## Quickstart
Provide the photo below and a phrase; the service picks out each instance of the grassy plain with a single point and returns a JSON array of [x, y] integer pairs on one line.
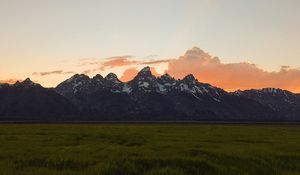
[[149, 149]]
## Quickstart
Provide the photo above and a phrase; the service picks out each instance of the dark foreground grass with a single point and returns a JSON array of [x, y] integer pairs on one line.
[[149, 149]]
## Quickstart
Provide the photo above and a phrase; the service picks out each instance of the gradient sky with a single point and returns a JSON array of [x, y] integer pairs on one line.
[[48, 35]]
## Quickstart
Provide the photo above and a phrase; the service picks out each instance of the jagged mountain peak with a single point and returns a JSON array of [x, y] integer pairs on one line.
[[112, 77], [98, 77], [190, 78], [27, 83], [145, 71]]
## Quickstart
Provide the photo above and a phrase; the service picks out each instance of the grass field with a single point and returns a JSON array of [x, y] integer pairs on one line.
[[149, 149]]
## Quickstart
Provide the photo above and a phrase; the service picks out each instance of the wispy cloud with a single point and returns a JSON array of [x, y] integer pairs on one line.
[[9, 81], [232, 76], [52, 72], [130, 73], [156, 61]]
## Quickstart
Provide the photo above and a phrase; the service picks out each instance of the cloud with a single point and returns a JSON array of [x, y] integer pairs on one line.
[[156, 61], [9, 81], [51, 73], [232, 76], [117, 62], [130, 73]]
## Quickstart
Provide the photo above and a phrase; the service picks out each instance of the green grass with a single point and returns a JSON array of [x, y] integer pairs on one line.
[[149, 149]]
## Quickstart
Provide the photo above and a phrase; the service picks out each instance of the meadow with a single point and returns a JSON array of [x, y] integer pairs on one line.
[[149, 149]]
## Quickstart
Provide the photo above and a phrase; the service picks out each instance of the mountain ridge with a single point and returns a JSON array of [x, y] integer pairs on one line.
[[150, 98]]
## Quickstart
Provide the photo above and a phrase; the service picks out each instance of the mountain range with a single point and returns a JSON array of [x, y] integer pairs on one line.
[[144, 98]]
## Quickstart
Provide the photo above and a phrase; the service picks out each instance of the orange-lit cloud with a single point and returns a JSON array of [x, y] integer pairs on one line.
[[130, 73], [117, 62], [232, 76], [51, 73], [96, 65], [9, 81]]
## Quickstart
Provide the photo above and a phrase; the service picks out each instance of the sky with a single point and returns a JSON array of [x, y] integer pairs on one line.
[[50, 40]]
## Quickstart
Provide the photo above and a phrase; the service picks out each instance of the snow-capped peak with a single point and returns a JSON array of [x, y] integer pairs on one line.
[[27, 83], [112, 77], [146, 71], [190, 78]]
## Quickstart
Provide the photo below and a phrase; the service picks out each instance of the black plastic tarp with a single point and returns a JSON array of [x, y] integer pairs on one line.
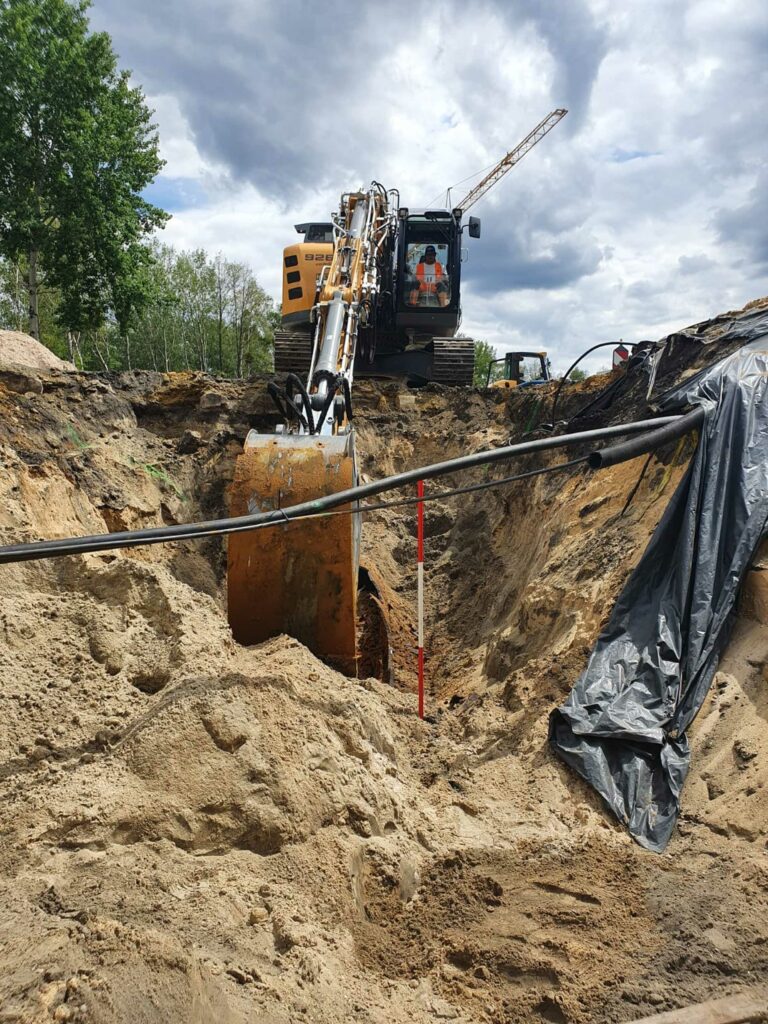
[[624, 726]]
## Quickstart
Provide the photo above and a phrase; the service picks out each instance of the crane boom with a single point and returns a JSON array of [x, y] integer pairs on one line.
[[512, 158]]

········

Assigned task: Make an exact copy of every record, pictures excluded.

Completed exercise:
## Quickstart
Provide the photo below and a phrase; the service picks out each instance of the grassy plain with a single point and returns a JSON array of [x, y] integer pairs on one line.
[[149, 149]]
## Quickstart
Provide the photo above and a phrase; the service picks out each instance of the dark foreground grass with a single point and returns a JSON array of [x, y] integer pairs on one line.
[[149, 149]]
## Quickstart
Provide the photo above and a phrase; the service picks out each instance of the gradient sky with a single point and returns a JSON array of [x, y] integer pairs on one line.
[[48, 35]]
## Quickstart
Provide the photo above and a phrase; the service picks out each instance of the jagged mountain peak with a single point and returns a JSON array of [x, y] integer pairs on one line.
[[112, 77], [98, 77], [190, 78], [27, 83], [145, 71]]
## Quickstart
Provide the photo above and a phrase; the service picks out each instance of the grass field with a single point and returns a JSON array of [x, y] integer pairs on one line.
[[149, 149]]
## Quickstart
Provide the photo above and a phrase; the service picks out each instance of the wispy cloud with a single point and returns a JSON array of [x, y] integer pairs on one line.
[[9, 81], [232, 76], [52, 72], [130, 73], [156, 61]]
## Quickstart
Provide the photo above and a phrase; the service picks out each instance of the cloud with a single point and returns a JSON array of [x, y] integer pairs on one line.
[[156, 61], [9, 81], [51, 73], [232, 76], [117, 62], [130, 73]]
## Quickstart
Provide the photo above and a phrase; the service picks out each instance of the green grass with a single point and returns a JSON array of [x, y] integer pairs on one line.
[[149, 149]]
## Quickstart
Provide the photo above and a phrase; the service picks out each instance of the meadow with a single point and returns a JSON array of [x, y] integer pairs on one line.
[[149, 149]]
## Quickstart
Provide the photo above and a phrase; the service picks out each instance of the mountain ridge with a single point and returns a JSON array of [x, y] integer pairs on one line.
[[150, 98]]
## Quickstart
Provide the photo above and a phrase; the service picks out each instance of the mountain range with a single point and returns a JSON array of [x, y] integer pairs on one line.
[[144, 98]]
## Quickstart
Provide the photo above and a phrase; the service picks out each instance of the orange-lit cloud with a single point and returns a JSON array of [x, y] integer pairs on one line.
[[130, 73], [117, 62], [232, 76], [51, 73], [96, 65], [9, 81]]
## Quickstart
Provide the photo above and a phrase; the service picks out each instance of the sky with a single point and returns a JSON array of [x, y] integer pairs on one line.
[[50, 40]]
## Quickstart
Provide the photo above and a phrase; the service picks out each instance of the snow-capped peak with a single point and returns a JSON array of [x, y] integer pairs on one line.
[[27, 83], [112, 77], [146, 71], [190, 78]]
## Quickstart
Provide the photo below and a phrase; the service picks out each instance of the black plastic tarp with a single point and returns a JSON array of [x, y] integer pairs on one line.
[[624, 726]]
## Quickstart
Provide the photo above and a phrase; the service picks out each instance of the crane boom with a single point and returns a JSON array of [x, y] integer pairs on one line.
[[512, 158]]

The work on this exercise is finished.